Problem statement ▸ Copy out the passage about Roger Fry below, word for word and in full.

The first thing to say about Roger Fry, the English art critic and painter, is that he was one of the most beguiling human beings I have ever known. His quick intelligence and responsiveness to all forms of art made him an enchanting talker, but he was never a monologuist. He never squashed or snubbed, and would listen to the most preposterous suggestions with grave attention, “Oh, do you really think so?”, and he would then proceed to give these aberrations a little more plausibility than they had before. In consequence he would make the people who talked to him feel much cleverer than they really were. I have never felt clever again since Roger died.

One of his most endearing traits was his credulity. He believed himself to be an inflexible rationalist with a scientific outlook; but he would take seriously the most bizarre propositions, especially if they were presented to him in some kind of scientific fancy dress. This made him the ideal companion for Gerald Heard, and conversations between them reached a high point of hilarious absurdity, which left me helpless with laugher. Add to this that all Roger’s most fantastic speculations were made in a grave, low, sonorous voice—a voice with which a numskull could have become a bishop—and the reader may form some impression of the pleasure of his company.

Collected material ▸
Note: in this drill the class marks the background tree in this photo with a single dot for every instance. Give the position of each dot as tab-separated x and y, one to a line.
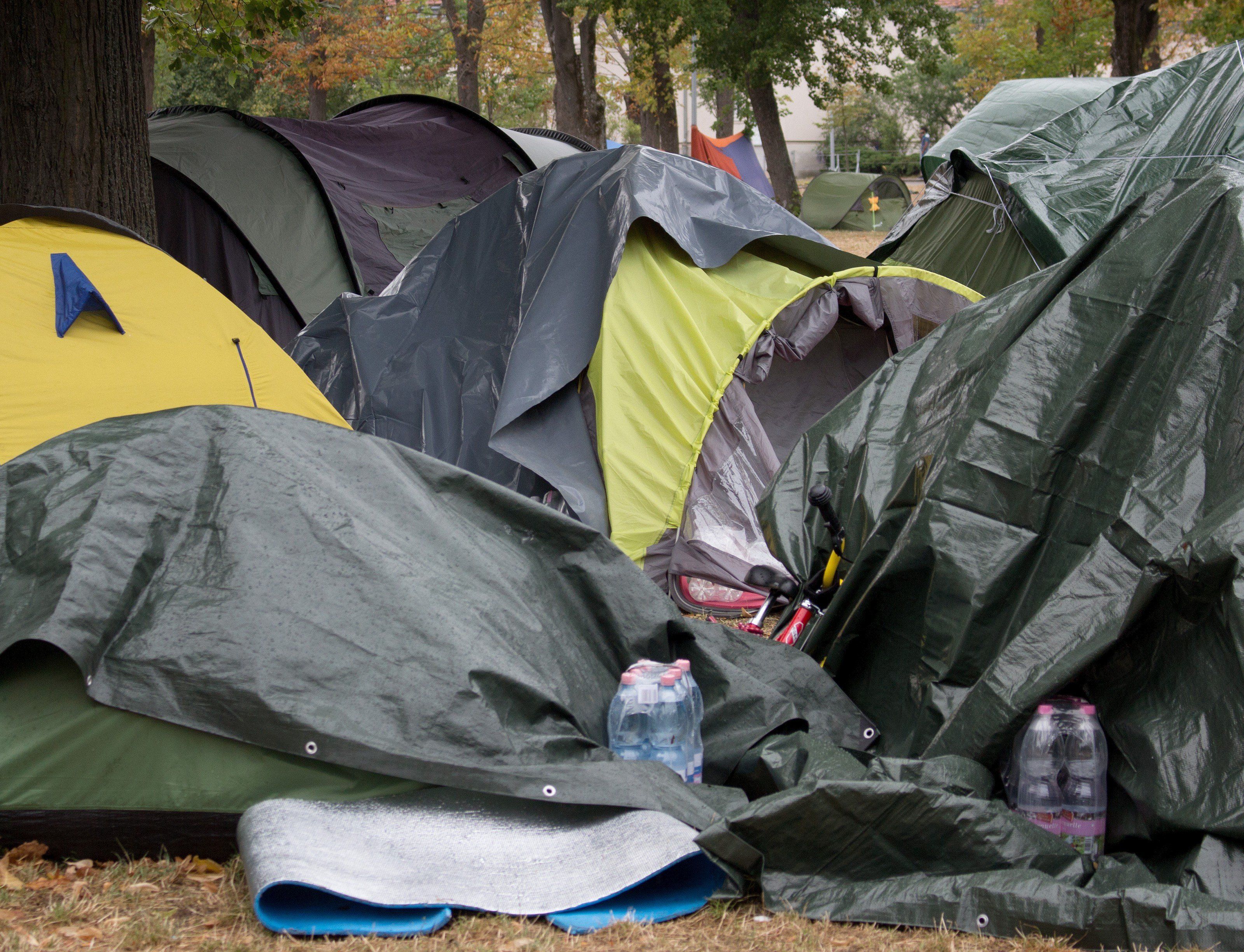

In response ▸
The first thing to say about Roger Fry, the English art critic and painter, is that he was one of the most beguiling human beings I have ever known. His quick intelligence and responsiveness to all forms of art made him an enchanting talker, but he was never a monologuist. He never squashed or snubbed, and would listen to the most preposterous suggestions with grave attention, “Oh, do you really think so?”, and he would then proceed to give these aberrations a little more plausibility than they had before. In consequence he would make the people who talked to him feel much cleverer than they really were. I have never felt clever again since Roger died.

One of his most endearing traits was his credulity. He believed himself to be an inflexible rationalist with a scientific outlook; but he would take seriously the most bizarre propositions, especially if they were presented to him in some kind of scientific fancy dress. This made him the ideal companion for Gerald Heard, and conversations between them reached a high point of hilarious absurdity, which left me helpless with laugher. Add to this that all Roger’s most fantastic speculations were made in a grave, low, sonorous voice—a voice with which a numskull could have become a bishop—and the reader may form some impression of the pleasure of his company.